> TASK MATERIAL
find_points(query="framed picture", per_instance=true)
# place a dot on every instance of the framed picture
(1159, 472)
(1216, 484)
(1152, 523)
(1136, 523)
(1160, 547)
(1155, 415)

> OBJECTIVE
Rewrite the records with every "framed picture" changed to "wall hanging", keeping everything else the same.

> COMPLETE ANSWER
find_points(query="wall hanging", per_instance=true)
# place a dot on every instance of the wall hanging
(1159, 472)
(1216, 484)
(1152, 523)
(1136, 523)
(1160, 547)
(1155, 415)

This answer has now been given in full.